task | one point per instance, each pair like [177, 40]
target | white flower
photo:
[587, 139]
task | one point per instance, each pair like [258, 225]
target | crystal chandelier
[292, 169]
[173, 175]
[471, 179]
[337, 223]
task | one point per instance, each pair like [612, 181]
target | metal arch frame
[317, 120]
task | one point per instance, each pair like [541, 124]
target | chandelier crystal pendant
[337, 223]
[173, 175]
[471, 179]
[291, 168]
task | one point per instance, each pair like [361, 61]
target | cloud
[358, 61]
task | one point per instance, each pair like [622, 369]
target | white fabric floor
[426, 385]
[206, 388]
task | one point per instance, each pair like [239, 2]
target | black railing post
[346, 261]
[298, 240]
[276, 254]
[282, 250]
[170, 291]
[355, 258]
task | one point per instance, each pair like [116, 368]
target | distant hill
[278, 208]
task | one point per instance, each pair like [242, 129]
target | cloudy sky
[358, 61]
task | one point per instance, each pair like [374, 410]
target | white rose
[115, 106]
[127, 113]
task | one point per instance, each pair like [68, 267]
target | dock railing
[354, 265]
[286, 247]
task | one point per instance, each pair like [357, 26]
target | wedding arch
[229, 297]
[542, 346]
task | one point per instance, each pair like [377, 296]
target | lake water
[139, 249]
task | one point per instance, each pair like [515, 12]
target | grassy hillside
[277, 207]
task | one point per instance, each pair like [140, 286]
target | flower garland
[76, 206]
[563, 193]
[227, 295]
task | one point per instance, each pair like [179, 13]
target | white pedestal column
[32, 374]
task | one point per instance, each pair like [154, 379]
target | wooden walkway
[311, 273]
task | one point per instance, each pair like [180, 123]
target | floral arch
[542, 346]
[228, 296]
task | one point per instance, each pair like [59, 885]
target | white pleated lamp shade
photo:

GOAL>
Put every line of the material above into a numbered list, leaving out any blank lines.

FINAL ANSWER>
1. task | one point per instance, each pair like [177, 40]
2. target | white flower
3. photo:
4. [587, 139]
5. task | one point per instance, each pair like [258, 225]
6. target | crystal chandelier
7. [292, 169]
8. [173, 175]
9. [471, 179]
10. [337, 223]
11. task | one point per instance, each pair like [612, 181]
12. target | metal arch frame
13. [317, 120]
14. task | one point per instance, each pair like [541, 124]
15. target | chandelier crystal pendant
16. [337, 223]
17. [173, 175]
18. [471, 179]
19. [291, 168]
20. task | one point per instance, each pair like [361, 61]
21. target | cloud
22. [358, 61]
23. task | one point per instance, each pair like [622, 369]
24. target | white fabric floor
25. [426, 385]
26. [206, 388]
27. task | one point per instance, each pair like [239, 2]
28. target | black railing post
29. [346, 261]
30. [298, 240]
31. [276, 254]
32. [282, 250]
33. [170, 291]
34. [355, 258]
35. task | one point per instance, each pair like [116, 368]
36. target | distant hill
37. [278, 208]
38. task | one point per instance, each pair like [242, 129]
39. target | cloudy sky
40. [358, 61]
41. task | one point per instance, each pair like [374, 410]
42. target | white rose
43. [115, 106]
44. [127, 113]
45. task | one point per instance, each pair like [68, 267]
46. target | dock railing
47. [354, 265]
48. [286, 247]
49. task | one point per instance, each pair like [357, 26]
50. target | wedding arch
51. [229, 297]
52. [542, 346]
53. task | one point per instance, each pair like [377, 296]
54. target | lake water
55. [139, 249]
56. task | one point per instance, each pair like [515, 12]
57. target | grassy hillside
58. [277, 207]
59. task | one point per instance, each pair like [140, 286]
60. target | flower garland
61. [76, 206]
62. [563, 193]
63. [227, 295]
64. task | one point per instance, each pair like [179, 13]
65. target | white pedestal column
66. [32, 374]
67. task | one point per instance, each pair like [154, 379]
68. target | wooden walkway
69. [311, 273]
70. task | one point per instance, each pair like [180, 123]
71. target | floral arch
72. [542, 346]
73. [228, 296]
74. task | one point per instance, each pair like [59, 885]
75. target | white pleated lamp shade
76. photo:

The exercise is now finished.